- _Provided passage_
◇ ◇ ◇

Design of Gravity Flow Pipes  137

         Analytical Methods for Predicting
         Performance of Buried Flexible Pipes
         Introduction
         There are various methods for predicting the structural behavior of
         flexible conduits. Included here is an in-depth analysis of the various
         methods—pointing out strengths and weaknesses with emphasis on
         large-diameter profile-wall HDPE pipes. Comparisons of test data
         with predictions from the various theoretical methods are made.
         Methods discussed include (1) full-scale testing, (2) semiempirical
         equations (such as the Iowa formula), (3) closed-form analytical
         (such as the Burns and Richard elastic solution), (4) finite element
         methods, and (5) model testing (with dimensional analysis).
           The Burns and Richard solution and the Iowa formula are both lin-
         ear elastic theories. Both assume the soil and the pipe structure to be
         linear elastic materials. The assumption that the soil is elastic can
         lead to large errors. The Burns and Richard solution allows for a non-
         linear soil modulus correction to account for overburden pressure.

◇ ◇ ◇

- _Raw data_
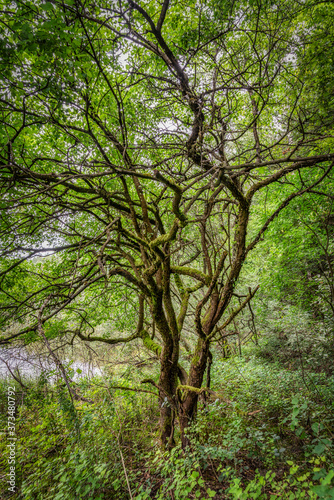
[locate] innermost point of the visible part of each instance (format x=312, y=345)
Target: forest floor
x=265, y=432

◇ ◇ ◇

- _Your tasks_
A – According to the passage on buried flexible pipes, which two methods are linear elastic theories?
B – Continue the passage on predicting the performance of buried flexible pipes from its last sentence.
The material can be set aside.

- _Answers to the exercises_
A – The Burns and Richard solution and the Iowa formula.

B –
         With the same soil modulus or the same modulus correction, these
         two methods are shown to produce almost identical results. For large
         diameter PE pipes, the Burns and Richard method, although still in
         error, offers some advantages over the Iowa Formula. It produces
         results such as strain, horizontal deflection, and thrust that are not
         directly available from the Iowa Formula. The presently used soil
         modulus correction in the Burns and Richard solution is shown to be
         incorrect.


         Flexible pipe design and analysis
         Installation design. Traditionally there were three parameters that
         were considered most essential in the design or the analysis of any
         flexible conduit installation. A fourth needs to be added to the list:
         1. Load (depth of burial)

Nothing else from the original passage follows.